## What to work on
Copy out all of the records below, changing "matching instance" to "matching item" everywhere it appears and keeping everything else the same. Leave the pictures out.

┄┄┄┄┄┄┄┄┄┄┄┄┄┄┄┄┄┄┄┄

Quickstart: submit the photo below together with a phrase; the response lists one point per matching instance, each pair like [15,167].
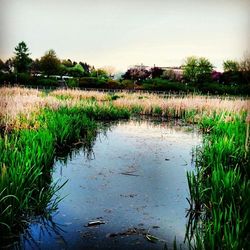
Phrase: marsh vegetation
[37,126]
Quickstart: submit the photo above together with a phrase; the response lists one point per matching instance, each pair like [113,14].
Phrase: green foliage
[49,63]
[197,69]
[22,61]
[27,156]
[219,190]
[92,82]
[230,65]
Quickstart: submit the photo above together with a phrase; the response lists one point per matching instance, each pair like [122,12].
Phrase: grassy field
[35,126]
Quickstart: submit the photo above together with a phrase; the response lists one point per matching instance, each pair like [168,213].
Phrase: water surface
[134,182]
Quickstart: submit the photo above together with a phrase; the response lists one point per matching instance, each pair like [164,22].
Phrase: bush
[92,82]
[113,84]
[127,84]
[164,85]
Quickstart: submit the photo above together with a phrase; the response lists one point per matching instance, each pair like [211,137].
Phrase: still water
[134,182]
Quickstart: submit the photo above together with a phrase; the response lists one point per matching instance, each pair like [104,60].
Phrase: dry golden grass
[77,94]
[15,101]
[197,103]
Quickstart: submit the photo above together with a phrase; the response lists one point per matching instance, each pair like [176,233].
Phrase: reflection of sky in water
[135,178]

┄┄┄┄┄┄┄┄┄┄┄┄┄┄┄┄┄┄┄┄

## Answer to this task
Quickstart: submit the photo below together with a phrase; the response lists one point per matching item, each pair like [15,167].
Phrase: marsh vegetation
[37,126]
Quickstart: submit the photo above together with a phrase; the response lists one point per matching item, each pair like [113,14].
Phrase: green foliage
[49,63]
[197,69]
[22,61]
[27,156]
[219,190]
[92,82]
[230,65]
Quickstart: submit the photo above together with a phrase; the response lists one point per matching item, each pair like [122,12].
Phrase: grassy field
[35,126]
Quickstart: submit the photo above together with a phrase; the response lists one point per matching item, each pair like [168,213].
Phrase: water surface
[134,182]
Quickstart: submit the photo above together with a phrase; the response lists one point per matching item, each pair like [164,22].
Phrase: bush
[92,82]
[113,84]
[127,84]
[164,85]
Quickstart: submit the photo above together with a phrase; the response lists one point per matching item, each pair like [211,137].
Phrase: still water
[134,182]
Quickstart: submit the photo above together with a phrase; the response lists one point per matching item, each pair like [104,60].
Phrase: dry golden grass
[77,94]
[15,101]
[197,103]
Quickstart: submit the photo above together with a phrase; the response lists one point per matching item, each pair like [176,233].
Phrase: reflection of sky in water
[135,178]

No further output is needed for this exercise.